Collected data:
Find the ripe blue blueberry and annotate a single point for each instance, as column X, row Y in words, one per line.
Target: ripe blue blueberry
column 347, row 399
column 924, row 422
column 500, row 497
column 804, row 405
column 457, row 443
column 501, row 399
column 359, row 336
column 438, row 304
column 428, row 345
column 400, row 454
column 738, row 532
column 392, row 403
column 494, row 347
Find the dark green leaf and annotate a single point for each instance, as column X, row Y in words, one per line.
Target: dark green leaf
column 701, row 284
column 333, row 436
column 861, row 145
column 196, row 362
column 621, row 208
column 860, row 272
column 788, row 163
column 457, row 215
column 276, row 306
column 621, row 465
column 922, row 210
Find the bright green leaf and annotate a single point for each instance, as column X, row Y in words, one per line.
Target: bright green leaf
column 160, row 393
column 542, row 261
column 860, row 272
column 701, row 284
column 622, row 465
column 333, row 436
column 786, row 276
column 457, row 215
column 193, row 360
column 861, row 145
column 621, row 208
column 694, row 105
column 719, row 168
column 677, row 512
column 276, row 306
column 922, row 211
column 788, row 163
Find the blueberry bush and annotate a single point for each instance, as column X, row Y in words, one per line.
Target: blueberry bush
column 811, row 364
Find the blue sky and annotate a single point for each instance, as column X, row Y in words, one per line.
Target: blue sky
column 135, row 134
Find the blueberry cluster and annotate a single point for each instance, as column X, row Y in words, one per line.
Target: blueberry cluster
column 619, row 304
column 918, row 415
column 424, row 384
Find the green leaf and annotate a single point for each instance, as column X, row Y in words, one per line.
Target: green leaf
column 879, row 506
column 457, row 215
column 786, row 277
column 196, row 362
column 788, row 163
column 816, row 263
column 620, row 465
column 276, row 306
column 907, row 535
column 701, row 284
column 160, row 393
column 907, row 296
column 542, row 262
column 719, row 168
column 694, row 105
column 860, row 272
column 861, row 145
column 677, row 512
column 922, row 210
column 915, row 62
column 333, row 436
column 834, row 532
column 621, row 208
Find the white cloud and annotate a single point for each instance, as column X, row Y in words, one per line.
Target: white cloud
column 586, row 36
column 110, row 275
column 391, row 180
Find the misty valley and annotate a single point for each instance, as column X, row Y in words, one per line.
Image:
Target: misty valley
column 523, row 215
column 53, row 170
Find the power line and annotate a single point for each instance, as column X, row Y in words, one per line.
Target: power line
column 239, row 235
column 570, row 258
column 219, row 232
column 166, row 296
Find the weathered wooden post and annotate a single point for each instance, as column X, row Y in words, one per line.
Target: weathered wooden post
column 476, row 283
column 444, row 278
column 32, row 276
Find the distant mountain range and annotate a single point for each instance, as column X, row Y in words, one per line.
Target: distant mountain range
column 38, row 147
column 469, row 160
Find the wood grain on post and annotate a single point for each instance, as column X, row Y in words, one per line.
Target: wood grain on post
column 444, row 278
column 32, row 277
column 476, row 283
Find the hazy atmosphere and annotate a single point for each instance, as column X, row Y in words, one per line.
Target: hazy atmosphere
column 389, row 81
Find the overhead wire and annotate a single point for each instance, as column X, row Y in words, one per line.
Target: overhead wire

TASK TO CARRY OUT:
Only one number is expected: the count of lines above that contain the string "wire".

WRITTEN RESPONSE:
2